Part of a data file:
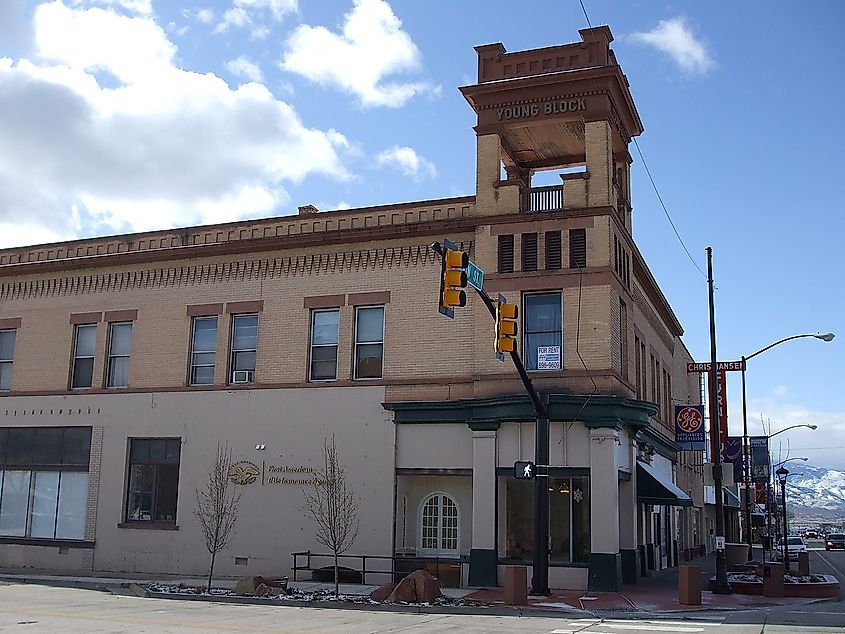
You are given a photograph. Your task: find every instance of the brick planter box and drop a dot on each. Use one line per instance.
(808, 590)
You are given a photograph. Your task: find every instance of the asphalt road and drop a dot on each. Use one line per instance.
(36, 609)
(32, 608)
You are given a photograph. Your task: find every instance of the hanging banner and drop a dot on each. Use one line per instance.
(760, 467)
(689, 427)
(732, 454)
(722, 413)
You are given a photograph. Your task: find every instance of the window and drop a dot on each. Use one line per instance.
(203, 350)
(529, 251)
(120, 345)
(506, 254)
(637, 368)
(244, 345)
(44, 481)
(369, 342)
(325, 326)
(553, 260)
(623, 338)
(153, 479)
(569, 519)
(543, 326)
(84, 344)
(439, 525)
(7, 356)
(577, 248)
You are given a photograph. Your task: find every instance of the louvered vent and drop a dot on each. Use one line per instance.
(529, 251)
(553, 260)
(506, 254)
(577, 248)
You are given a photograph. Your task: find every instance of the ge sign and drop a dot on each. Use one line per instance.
(524, 470)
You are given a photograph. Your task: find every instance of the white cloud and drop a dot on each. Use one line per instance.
(676, 38)
(371, 47)
(146, 145)
(251, 14)
(408, 161)
(140, 7)
(205, 15)
(245, 68)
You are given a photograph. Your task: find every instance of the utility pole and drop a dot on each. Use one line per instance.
(722, 586)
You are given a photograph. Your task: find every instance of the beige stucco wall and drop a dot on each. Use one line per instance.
(291, 423)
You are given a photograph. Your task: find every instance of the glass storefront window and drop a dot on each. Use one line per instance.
(569, 519)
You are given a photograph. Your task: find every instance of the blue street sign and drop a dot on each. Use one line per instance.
(475, 276)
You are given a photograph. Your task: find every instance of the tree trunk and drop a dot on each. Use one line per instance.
(211, 571)
(336, 581)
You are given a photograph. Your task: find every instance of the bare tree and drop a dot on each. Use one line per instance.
(217, 506)
(333, 506)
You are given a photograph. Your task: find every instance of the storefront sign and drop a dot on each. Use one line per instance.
(689, 427)
(526, 111)
(245, 472)
(760, 467)
(548, 357)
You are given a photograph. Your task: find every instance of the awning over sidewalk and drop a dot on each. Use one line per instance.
(655, 488)
(731, 500)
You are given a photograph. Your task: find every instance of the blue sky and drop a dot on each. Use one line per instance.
(122, 115)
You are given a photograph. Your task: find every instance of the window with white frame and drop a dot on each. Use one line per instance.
(325, 327)
(543, 325)
(44, 481)
(203, 350)
(439, 526)
(84, 346)
(369, 342)
(243, 348)
(120, 346)
(7, 357)
(153, 479)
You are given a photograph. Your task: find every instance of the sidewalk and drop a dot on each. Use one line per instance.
(657, 593)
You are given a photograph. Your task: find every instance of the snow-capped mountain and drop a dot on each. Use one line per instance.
(815, 492)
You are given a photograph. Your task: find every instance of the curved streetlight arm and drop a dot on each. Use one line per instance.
(813, 427)
(828, 336)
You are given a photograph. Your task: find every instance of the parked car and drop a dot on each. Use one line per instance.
(794, 545)
(834, 540)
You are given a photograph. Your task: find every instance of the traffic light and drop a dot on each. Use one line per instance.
(453, 279)
(506, 316)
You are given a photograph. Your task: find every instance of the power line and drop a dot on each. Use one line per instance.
(666, 211)
(585, 13)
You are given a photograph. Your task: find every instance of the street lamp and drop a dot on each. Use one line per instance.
(746, 457)
(782, 473)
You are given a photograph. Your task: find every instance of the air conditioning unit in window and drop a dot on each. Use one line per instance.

## Task details
Copy the data above word for word, leaving out the picture markers.

## Task answer
You are given a photograph. Your task: find every instance of the brick planter box and drop a dot on each. Use one line per instance.
(808, 590)
You are given a photograph. Your task: find every instance of the asphalt road and drop a dot on each. Use one line per instance.
(36, 609)
(32, 608)
You are given a photograph. Your task: find every instance of the hanging banner and drop a dot on each. Use one line per instance.
(760, 467)
(689, 427)
(732, 454)
(722, 413)
You are given a photograph. Your task: find every instance of the window and drop a dot on each. Use one line per instance.
(203, 350)
(529, 251)
(120, 345)
(506, 254)
(637, 368)
(244, 345)
(44, 481)
(369, 342)
(325, 326)
(553, 260)
(623, 338)
(153, 479)
(569, 519)
(543, 326)
(84, 344)
(439, 525)
(7, 356)
(577, 248)
You are given a photograph. Your task: find every instance of the louvered vent and drop a dot on each. Use one line per instance.
(529, 251)
(553, 260)
(506, 254)
(577, 248)
You are given a photograph. Your task: find every instance of the ge sign and drop a dot on each. Use one line per instance.
(524, 470)
You are given a photograph. Your task: find every instance of the white cloud and drop a dot on each. Use one line per instance.
(676, 38)
(371, 47)
(146, 145)
(251, 14)
(408, 161)
(140, 7)
(205, 15)
(245, 68)
You are given a photograph. Your task: find every instance of the utility pole and drop a dot on each. Use one line per instance.
(722, 586)
You are given a photograph. Your task: find every instance of the beige stucco wall and drop a dot on each. Use one line per instance.
(291, 423)
You are given a photograph. Your task: find every instance of the glass storefront window and drop a dot on each. Use one line per instance.
(569, 519)
You are given a photograph. Your task: find every instance of the blue street sign and drop a dot on each. Use one line per instance.
(475, 276)
You are given a photograph. Your task: find every instance of the tree trunk and drop a dot on each. Use one line per instance.
(211, 571)
(336, 581)
You are given a photograph. Your task: find every instance of the bare tree and drop a dot on each. Use one line per instance.
(217, 506)
(333, 506)
You are given a photograph. Your task: find every instance of the storefront sign and drop a dot on each. Use one line per instance.
(689, 427)
(526, 111)
(245, 472)
(760, 467)
(548, 357)
You are given a photograph. Your task: find every instance of the awning over sidewalk and drop a dot on each. Use one line per instance.
(655, 488)
(731, 500)
You are given a photograph. Your task: find every instance of the blue sky and drop a dot on each. Use one line per instance.
(122, 115)
You are given a photograph. Your task: find every instance of the window with white frame and drop a dot on each. Use one line per instance.
(325, 327)
(543, 325)
(44, 481)
(203, 350)
(439, 526)
(84, 346)
(369, 342)
(243, 348)
(120, 346)
(7, 357)
(153, 479)
You are given a photograph. Your task: find every instance of the sidewalk and drop a dot on each. Use one line per instance.
(657, 593)
You are given a photograph. Your task: find every instance of the snow-capped mountain and drop a dot on each. Use one line per instance.
(815, 492)
You are given a photograph. Your task: find every instance of the curved streetlight arm and drop a dot on each. Use one line per instance.
(813, 427)
(828, 336)
You are given a photograph. Your task: find every instance of the parked car and drop a dot on each. Use one line per instance.
(794, 545)
(834, 540)
You are given a photograph. Your task: find every instance of the traffic light and drop a dot on each. Use one line per instance.
(453, 279)
(506, 316)
You are given a photograph. Your task: find every instance of the power line and drop a dot on each. Use one line per instance.
(666, 211)
(585, 13)
You are given a photograph. Your task: find every instance of the street lamp and drop a dot on each. Use one line per instance.
(746, 457)
(782, 473)
You are given a photograph. Your task: find every instance of the air conditioning unit in window and drop a dot on each. Use one line per instance.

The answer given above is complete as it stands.